- Task item -
In the digital health interview, how large is the digital health market expected to be by 2030?

- Selected text -
━━━━━━
Key Takeaways
This interview has been edited for length and clarity.
Healthcare has witnessed an innovation boom over the past decade. And today, it seems to be accelerating. In fact, the digital health market is expected to reach around $780 billion by 2030.
With continued expansion of everything “digital” in healthcare, what challenges should these innovations focus on? And how can organizations benefit the most from these new technologies?
In this episode of the Memora Health Care Delivery Podcast, our guest Sameer Berry, MD, MBA, co-founder and Chief Medical Officer at Oshi Health, talks about the current state of digital healthcare, where it’s going, and the several pain points it needs to help address.
Innovation moves slowly in healthcare — but things have changed for the better
As an industry, healthcare is often critiqued as outstandingly slow to adopt new and exciting innovations. And there’s some validity to it. For example, CMS only recently announced a pending change to begin accepting web-based Medicare CAHPS survey responses through email — a roughly 40-year-old technology.
Despite this traditionally measured approach, Dr. Berry suggests healthcare's unique attributes give good reason for caution.
Dr. Berry says, “[Providers] are very risk averse, and I think we should be. You do not want clinicians, decision-makers at large, or healthcare institutions to just jump at the new shiny object. This is not financial technology or digital entertainment. People’s lives are at stake. You can’t just move fast and break things.”
As Dr. Berry argues, it’s also important to consider that while existing health technologies still leave a lot to be desired, they’ve made significant improvements that are integral to the clinical experience.
He explains, “If you’ve ever worked in an institution where the EHR shuts down and you have to do everything by hand, it makes you miss your EHR very quickly … I believe healthcare technology has made a tremendous impact so far.”
Effective digital health technologies need to put patient experience at the center
If the focus of technological advancement in healthcare over the past decade has been cataloging patient data (EHRs), the next several years’ innovations will need to put patient experience at the center.
Dr. Berry says, “Healthcare’s broken because patients aren’t getting the care that they deserve. Full stop. Period. That’s all that really matters.”
━━━━━━
- Data -

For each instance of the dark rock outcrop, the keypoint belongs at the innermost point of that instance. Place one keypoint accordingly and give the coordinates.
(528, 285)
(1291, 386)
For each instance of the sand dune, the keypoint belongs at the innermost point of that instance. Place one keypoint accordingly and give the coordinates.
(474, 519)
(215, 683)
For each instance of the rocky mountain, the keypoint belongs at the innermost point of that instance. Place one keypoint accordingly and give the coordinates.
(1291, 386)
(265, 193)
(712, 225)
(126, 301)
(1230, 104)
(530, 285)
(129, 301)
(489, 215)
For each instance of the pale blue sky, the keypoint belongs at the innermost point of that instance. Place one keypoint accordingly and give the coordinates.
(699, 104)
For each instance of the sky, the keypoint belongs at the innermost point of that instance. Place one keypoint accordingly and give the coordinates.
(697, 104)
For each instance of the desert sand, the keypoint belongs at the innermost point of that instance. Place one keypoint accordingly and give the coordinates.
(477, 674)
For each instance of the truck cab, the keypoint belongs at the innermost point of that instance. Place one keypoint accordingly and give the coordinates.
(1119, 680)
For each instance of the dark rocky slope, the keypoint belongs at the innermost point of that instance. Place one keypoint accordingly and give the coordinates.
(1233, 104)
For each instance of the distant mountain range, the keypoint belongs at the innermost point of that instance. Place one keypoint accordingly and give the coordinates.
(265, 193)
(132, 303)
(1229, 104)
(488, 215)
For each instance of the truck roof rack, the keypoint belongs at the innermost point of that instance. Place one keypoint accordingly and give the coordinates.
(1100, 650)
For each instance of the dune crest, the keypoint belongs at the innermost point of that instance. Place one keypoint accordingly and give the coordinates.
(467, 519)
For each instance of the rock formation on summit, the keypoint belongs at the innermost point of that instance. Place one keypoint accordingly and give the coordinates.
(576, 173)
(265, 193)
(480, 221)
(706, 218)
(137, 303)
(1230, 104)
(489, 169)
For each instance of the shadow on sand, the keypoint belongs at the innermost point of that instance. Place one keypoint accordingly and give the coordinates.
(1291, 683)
━━━━━━
- Exercise solution -
Around $780 billion.